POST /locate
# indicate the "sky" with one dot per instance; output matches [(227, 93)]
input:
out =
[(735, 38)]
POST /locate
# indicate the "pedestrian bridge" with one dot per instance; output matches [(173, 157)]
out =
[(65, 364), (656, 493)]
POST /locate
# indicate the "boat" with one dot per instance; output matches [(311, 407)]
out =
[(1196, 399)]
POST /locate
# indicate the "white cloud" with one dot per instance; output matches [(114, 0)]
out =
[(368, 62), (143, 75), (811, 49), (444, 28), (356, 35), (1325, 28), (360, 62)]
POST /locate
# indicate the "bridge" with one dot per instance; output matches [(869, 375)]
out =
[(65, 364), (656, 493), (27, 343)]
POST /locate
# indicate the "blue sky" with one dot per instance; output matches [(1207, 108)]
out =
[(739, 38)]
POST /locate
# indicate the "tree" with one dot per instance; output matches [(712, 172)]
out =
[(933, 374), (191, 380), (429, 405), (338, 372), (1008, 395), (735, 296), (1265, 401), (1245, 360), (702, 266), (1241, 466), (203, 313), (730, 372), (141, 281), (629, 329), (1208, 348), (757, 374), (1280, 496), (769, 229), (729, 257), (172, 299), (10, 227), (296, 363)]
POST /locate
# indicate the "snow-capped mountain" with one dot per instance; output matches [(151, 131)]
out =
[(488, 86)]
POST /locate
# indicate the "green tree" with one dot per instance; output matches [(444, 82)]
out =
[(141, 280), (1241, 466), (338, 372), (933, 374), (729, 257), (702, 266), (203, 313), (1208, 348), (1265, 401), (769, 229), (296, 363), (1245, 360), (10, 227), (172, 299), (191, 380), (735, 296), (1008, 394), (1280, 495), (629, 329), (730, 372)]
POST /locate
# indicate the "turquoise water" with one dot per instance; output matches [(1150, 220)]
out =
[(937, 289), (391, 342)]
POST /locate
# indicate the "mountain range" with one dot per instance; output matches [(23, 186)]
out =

--

Task item
Lines of the material may hold the string "with". Copy each one that does.

Response to this task
# indicate the "sky" with one dot per instance; output matches [(227, 93)]
# indicate the "pedestrian bridge" with one dot per instance; output matches [(173, 157)]
# indicate the "boat" with one dot per instance; output matches [(311, 407)]
# indicate the "white cloud" with one dot per instance; output matches [(114, 0)]
# indicate the "bridge" with one dot per instance; output matches [(869, 375)]
# indicate the "blue sky" with one dot per instance; output matches [(1207, 108)]
# indicate the "tree" with one dot per instance; output matches [(712, 172)]
# indicate the "snow-capped mountain" with one dot per instance; output matches [(151, 131)]
# indicate the "green tree" with one dot per instance; output matches [(444, 82)]
# indicate the "turquoise water" with one dot per instance; output matches [(1150, 220)]
# indicate the "mountain range" with one dot per instance; output matches [(23, 186)]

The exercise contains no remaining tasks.